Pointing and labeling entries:
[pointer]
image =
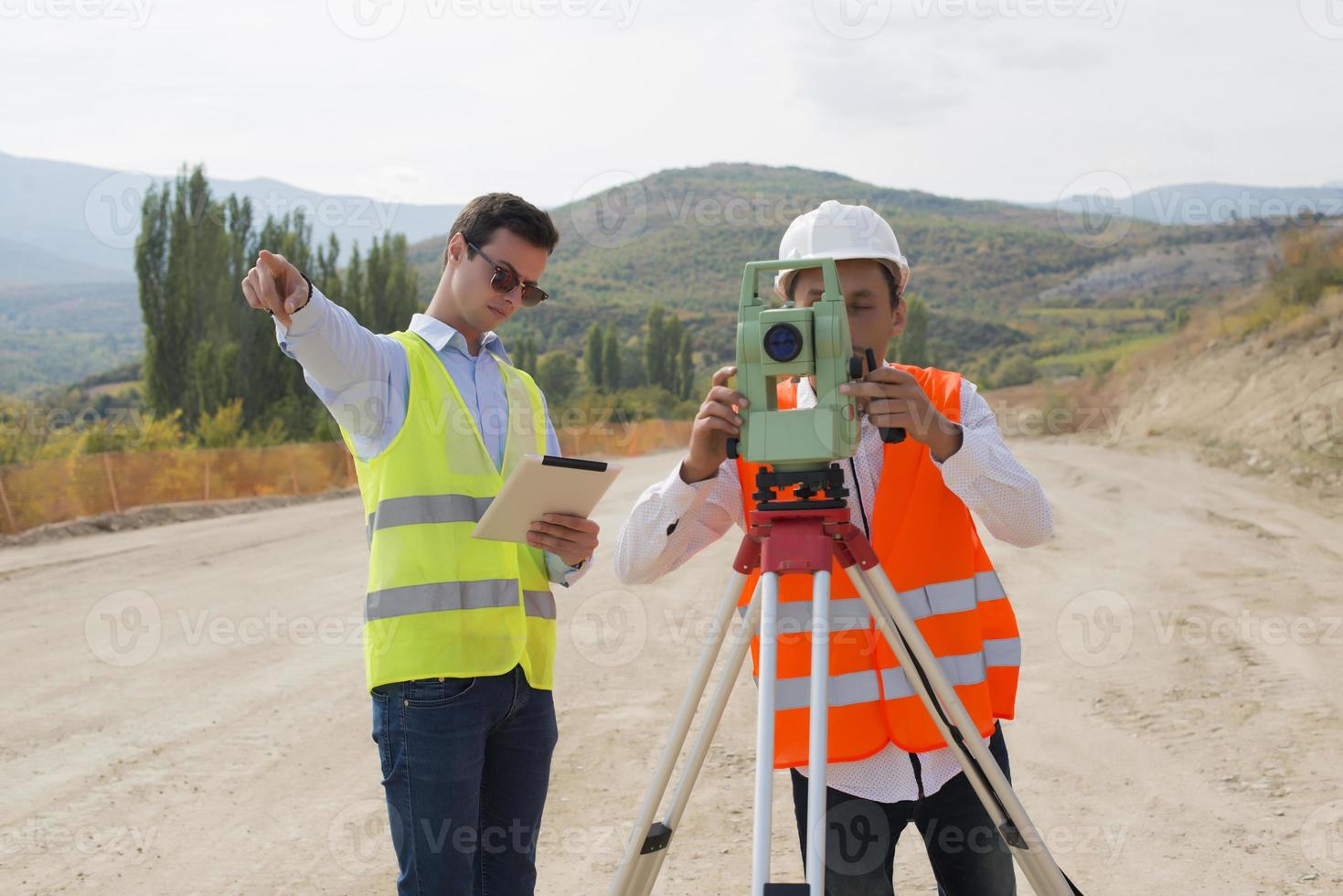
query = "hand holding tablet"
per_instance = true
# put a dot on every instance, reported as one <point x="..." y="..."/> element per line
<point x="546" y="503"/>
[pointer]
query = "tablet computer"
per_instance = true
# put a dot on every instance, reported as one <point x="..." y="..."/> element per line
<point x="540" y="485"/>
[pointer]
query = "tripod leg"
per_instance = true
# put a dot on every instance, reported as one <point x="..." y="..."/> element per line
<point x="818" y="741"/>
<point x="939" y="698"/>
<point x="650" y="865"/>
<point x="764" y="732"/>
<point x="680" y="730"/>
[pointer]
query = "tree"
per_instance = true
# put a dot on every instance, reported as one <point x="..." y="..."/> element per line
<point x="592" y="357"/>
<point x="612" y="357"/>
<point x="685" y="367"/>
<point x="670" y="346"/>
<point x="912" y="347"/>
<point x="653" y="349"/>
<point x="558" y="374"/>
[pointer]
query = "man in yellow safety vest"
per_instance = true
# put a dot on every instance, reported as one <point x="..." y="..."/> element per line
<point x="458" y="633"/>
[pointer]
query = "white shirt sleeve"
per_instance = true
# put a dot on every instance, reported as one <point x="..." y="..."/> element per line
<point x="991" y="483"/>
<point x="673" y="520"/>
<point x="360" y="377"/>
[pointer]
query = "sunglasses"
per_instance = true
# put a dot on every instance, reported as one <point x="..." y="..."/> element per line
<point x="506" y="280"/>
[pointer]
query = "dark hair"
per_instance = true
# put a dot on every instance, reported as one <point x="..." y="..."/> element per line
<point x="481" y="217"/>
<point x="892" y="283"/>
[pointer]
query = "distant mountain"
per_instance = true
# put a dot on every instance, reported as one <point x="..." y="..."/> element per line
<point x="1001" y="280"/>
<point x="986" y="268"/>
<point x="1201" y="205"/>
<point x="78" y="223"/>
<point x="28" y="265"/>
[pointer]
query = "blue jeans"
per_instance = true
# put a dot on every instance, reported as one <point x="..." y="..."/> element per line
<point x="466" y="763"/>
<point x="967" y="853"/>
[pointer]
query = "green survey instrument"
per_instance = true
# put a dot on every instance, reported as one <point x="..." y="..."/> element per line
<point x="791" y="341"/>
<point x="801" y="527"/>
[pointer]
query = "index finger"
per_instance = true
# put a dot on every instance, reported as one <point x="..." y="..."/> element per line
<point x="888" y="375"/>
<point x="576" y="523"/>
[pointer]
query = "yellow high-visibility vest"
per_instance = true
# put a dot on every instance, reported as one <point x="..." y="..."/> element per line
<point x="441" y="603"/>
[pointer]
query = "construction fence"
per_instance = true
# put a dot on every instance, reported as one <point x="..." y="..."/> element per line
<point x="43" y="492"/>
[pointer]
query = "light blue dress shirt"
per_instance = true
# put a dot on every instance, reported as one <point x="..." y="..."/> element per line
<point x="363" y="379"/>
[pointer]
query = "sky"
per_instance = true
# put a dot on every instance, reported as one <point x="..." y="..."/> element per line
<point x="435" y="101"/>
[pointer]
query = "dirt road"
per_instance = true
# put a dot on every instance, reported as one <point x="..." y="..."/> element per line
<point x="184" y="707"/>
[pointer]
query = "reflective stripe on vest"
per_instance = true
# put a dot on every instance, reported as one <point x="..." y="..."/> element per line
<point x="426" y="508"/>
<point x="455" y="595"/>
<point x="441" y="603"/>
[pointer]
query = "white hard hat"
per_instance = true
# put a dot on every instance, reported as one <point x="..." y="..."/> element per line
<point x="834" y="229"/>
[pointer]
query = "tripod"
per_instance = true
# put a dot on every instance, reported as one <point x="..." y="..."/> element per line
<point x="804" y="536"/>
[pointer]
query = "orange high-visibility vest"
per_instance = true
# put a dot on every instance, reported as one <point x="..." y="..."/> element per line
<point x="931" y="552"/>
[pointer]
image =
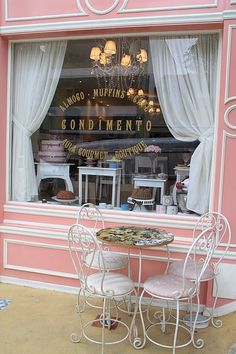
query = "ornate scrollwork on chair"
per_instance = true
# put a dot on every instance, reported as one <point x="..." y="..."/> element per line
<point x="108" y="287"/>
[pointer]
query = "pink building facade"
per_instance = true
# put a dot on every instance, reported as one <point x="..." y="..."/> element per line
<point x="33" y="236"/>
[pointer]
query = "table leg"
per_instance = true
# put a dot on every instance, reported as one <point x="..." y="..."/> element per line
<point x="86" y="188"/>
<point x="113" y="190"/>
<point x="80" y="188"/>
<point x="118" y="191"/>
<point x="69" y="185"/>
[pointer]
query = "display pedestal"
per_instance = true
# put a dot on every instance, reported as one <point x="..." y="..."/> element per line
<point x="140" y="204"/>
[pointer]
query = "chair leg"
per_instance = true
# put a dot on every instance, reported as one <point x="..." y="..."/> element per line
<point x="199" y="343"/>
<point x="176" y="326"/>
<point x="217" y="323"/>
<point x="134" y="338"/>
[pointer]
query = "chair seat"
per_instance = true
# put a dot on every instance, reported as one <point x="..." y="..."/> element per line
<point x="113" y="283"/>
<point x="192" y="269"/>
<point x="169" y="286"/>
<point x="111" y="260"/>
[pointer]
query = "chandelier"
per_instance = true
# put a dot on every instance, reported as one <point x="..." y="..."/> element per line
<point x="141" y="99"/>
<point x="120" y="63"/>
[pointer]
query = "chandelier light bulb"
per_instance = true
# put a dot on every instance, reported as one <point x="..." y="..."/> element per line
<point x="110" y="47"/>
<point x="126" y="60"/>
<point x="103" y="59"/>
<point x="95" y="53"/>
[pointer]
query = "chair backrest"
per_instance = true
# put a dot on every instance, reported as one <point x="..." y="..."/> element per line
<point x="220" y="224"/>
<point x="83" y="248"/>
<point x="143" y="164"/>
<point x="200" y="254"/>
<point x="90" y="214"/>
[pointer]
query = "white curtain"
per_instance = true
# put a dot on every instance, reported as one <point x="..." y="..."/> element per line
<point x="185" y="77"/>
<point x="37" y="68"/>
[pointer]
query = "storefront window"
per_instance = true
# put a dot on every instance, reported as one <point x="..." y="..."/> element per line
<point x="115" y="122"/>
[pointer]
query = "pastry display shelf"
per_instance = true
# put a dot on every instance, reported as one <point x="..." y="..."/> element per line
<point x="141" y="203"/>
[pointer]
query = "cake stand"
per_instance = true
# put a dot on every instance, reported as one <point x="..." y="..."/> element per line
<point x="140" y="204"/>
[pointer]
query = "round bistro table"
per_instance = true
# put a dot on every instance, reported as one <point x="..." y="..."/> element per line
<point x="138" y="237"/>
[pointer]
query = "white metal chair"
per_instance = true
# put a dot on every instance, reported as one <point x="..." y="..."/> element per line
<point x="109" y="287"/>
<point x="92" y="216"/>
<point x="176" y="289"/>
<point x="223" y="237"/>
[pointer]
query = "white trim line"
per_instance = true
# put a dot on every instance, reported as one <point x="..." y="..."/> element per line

Given problem: Retype the whole listing, keeping every line identical and omitting all pictures.

Written response:
[pointer]
image =
query = "hand holding tablet"
per_instance = true
# put a dot on every instance, reported as one <point x="..." y="..."/> element per line
<point x="546" y="503"/>
[pointer]
query = "tablet computer"
per_instance = true
# put a dot on every instance, reported as one <point x="..." y="..."/> element per line
<point x="540" y="485"/>
[pointer]
query = "tripod leg"
per_instance = true
# put a dot on every instance, reported as one <point x="..." y="..."/> element per line
<point x="818" y="741"/>
<point x="939" y="698"/>
<point x="650" y="865"/>
<point x="764" y="732"/>
<point x="680" y="730"/>
[pointer]
query = "tree"
per_instance = true
# put a dot on every instance, reported as one <point x="..." y="..."/> element per line
<point x="592" y="357"/>
<point x="612" y="357"/>
<point x="685" y="367"/>
<point x="670" y="346"/>
<point x="912" y="347"/>
<point x="653" y="349"/>
<point x="558" y="374"/>
[pointer]
query = "man in yellow safety vest"
per_instance = true
# put a dot on every instance, reported as one <point x="..." y="..."/> element per line
<point x="458" y="633"/>
[pointer]
query = "white shirt sleeve"
per_instance = true
# put a dot on every instance, reported as one <point x="..." y="..."/> element per line
<point x="991" y="483"/>
<point x="673" y="520"/>
<point x="360" y="377"/>
[pointer]
query = "sunglasses"
per_instance = true
# put a dot on every instance, reported as one <point x="..." y="..."/> element per line
<point x="506" y="280"/>
[pointer]
query = "dark hair"
per_instance = true
# put a dot on every instance, reported as one <point x="..." y="..."/> element per line
<point x="481" y="217"/>
<point x="892" y="283"/>
[pointer]
query = "distant mountain"
per_instance = true
# put a dot on every instance, reported as one <point x="..." y="..."/> element per line
<point x="1001" y="280"/>
<point x="986" y="268"/>
<point x="1201" y="205"/>
<point x="78" y="223"/>
<point x="28" y="265"/>
[pointer]
query = "blue jeans"
per_instance = true
# put a dot on every instance, reported as one <point x="..." y="..."/> element per line
<point x="466" y="763"/>
<point x="967" y="853"/>
[pointer]
query = "green survey instrument"
per_instance = true
# put a dot on every instance, reported as one <point x="..." y="..."/> element per line
<point x="791" y="341"/>
<point x="801" y="527"/>
[pointer]
query = "index finger"
per_instance = true
# put a dot on every instance, reported as one <point x="..." y="..."/> element per line
<point x="888" y="375"/>
<point x="576" y="523"/>
[pointer]
query = "yellow high-visibility vest"
per_instance = true
# put a dot on every instance, reported as one <point x="..." y="..."/> element per line
<point x="441" y="603"/>
[pointer]
query = "construction fence"
per_instance = true
# put a dot on every instance, reported as one <point x="..." y="..."/> element per line
<point x="43" y="492"/>
[pointer]
query = "light blue dress shirt"
per_instance = true
# put a dot on every instance, reported as one <point x="..." y="..."/> element per line
<point x="363" y="379"/>
[pointer]
query = "sky"
per_instance = true
# put a dot on every instance, reported as one <point x="..." y="..."/> element per line
<point x="435" y="101"/>
[pointer]
query = "dirt road"
per_instance = true
# put a dot on every instance, reported as one <point x="..." y="..."/> element per line
<point x="184" y="707"/>
[pointer]
query = "reflective stripe on vest"
per_instance = true
# put a dot on every instance, reported as one <point x="..." y="..."/> element per line
<point x="426" y="508"/>
<point x="455" y="595"/>
<point x="441" y="603"/>
[pointer]
query = "white hard hat"
per_instance = true
# put a dot on every instance, reported as one <point x="..." y="..."/> element per line
<point x="834" y="229"/>
[pointer]
query = "tripod"
per_instance = true
# put a dot on every instance, reported as one <point x="..." y="..."/> element per line
<point x="804" y="536"/>
[pointer]
query = "orange high-visibility vest"
per_instance = true
# put a dot on every instance, reported as one <point x="..." y="..."/> element per line
<point x="931" y="552"/>
[pointer]
image =
query = "ornate scrollwork on chair"
per_instance = true
# put a dot on every instance, reported as one <point x="..." y="..."/> element per line
<point x="108" y="287"/>
[pointer]
query = "pink building facade"
per_instance = true
# put a dot on every instance, reported as one <point x="..." y="..."/> element per line
<point x="33" y="236"/>
[pointer]
query = "table leg"
per_instance = true
# put a dot on every instance, reported as one <point x="..." y="..."/> element per line
<point x="86" y="188"/>
<point x="113" y="190"/>
<point x="80" y="188"/>
<point x="118" y="191"/>
<point x="69" y="185"/>
[pointer]
query = "display pedestal"
per_instance = true
# put a dot on every instance, reported as one <point x="..." y="..."/> element per line
<point x="140" y="204"/>
[pointer]
query = "chair leg"
per_instance = true
# put a dot on every instance, reported as one <point x="..." y="..."/> element per line
<point x="199" y="343"/>
<point x="176" y="326"/>
<point x="217" y="323"/>
<point x="134" y="338"/>
[pointer]
query = "chair seat"
per_instance = true
# put a dot on every instance, reported as one <point x="..." y="..."/> element per line
<point x="113" y="283"/>
<point x="192" y="269"/>
<point x="169" y="286"/>
<point x="111" y="260"/>
[pointer]
query = "chandelier"
per_instance = true
# put a dot on every instance, reported as one <point x="..." y="..."/> element per line
<point x="141" y="99"/>
<point x="120" y="63"/>
[pointer]
query = "chandelier light bulb"
per_instance = true
# put a dot on every instance, reported as one <point x="..." y="..."/> element per line
<point x="110" y="47"/>
<point x="126" y="60"/>
<point x="103" y="59"/>
<point x="95" y="53"/>
[pointer]
query = "chair backrest"
per_instance = true
# put a dot on every instance, reported as one <point x="..." y="..."/> element per line
<point x="220" y="224"/>
<point x="83" y="248"/>
<point x="143" y="164"/>
<point x="200" y="254"/>
<point x="90" y="214"/>
[pointer]
query = "white curtain"
per_instance = true
# put a dot on every instance, reported as one <point x="..." y="..."/> element per line
<point x="185" y="77"/>
<point x="37" y="68"/>
[pointer]
query = "storefront window"
per_instance = true
# put a dot on every instance, reported as one <point x="..." y="..."/> element per line
<point x="115" y="122"/>
[pointer]
query = "pastry display shelf"
per_instance = true
# put a dot on every instance, reported as one <point x="..." y="..."/> element per line
<point x="141" y="203"/>
[pointer]
query = "cake stand"
per_instance = true
# put a dot on every instance, reported as one <point x="..." y="..."/> element per line
<point x="140" y="204"/>
[pointer]
query = "round bistro table"
per_instance = true
# put a dot on every instance, reported as one <point x="..." y="..."/> element per line
<point x="138" y="237"/>
[pointer]
query = "white metal chair"
per_instance = true
# put a dot on every instance, reported as one <point x="..." y="..."/> element per line
<point x="109" y="287"/>
<point x="92" y="216"/>
<point x="176" y="289"/>
<point x="223" y="237"/>
[pointer]
query = "white trim line"
per_instance = true
# put a dot on every instance, reported as one <point x="..." y="..."/> element per line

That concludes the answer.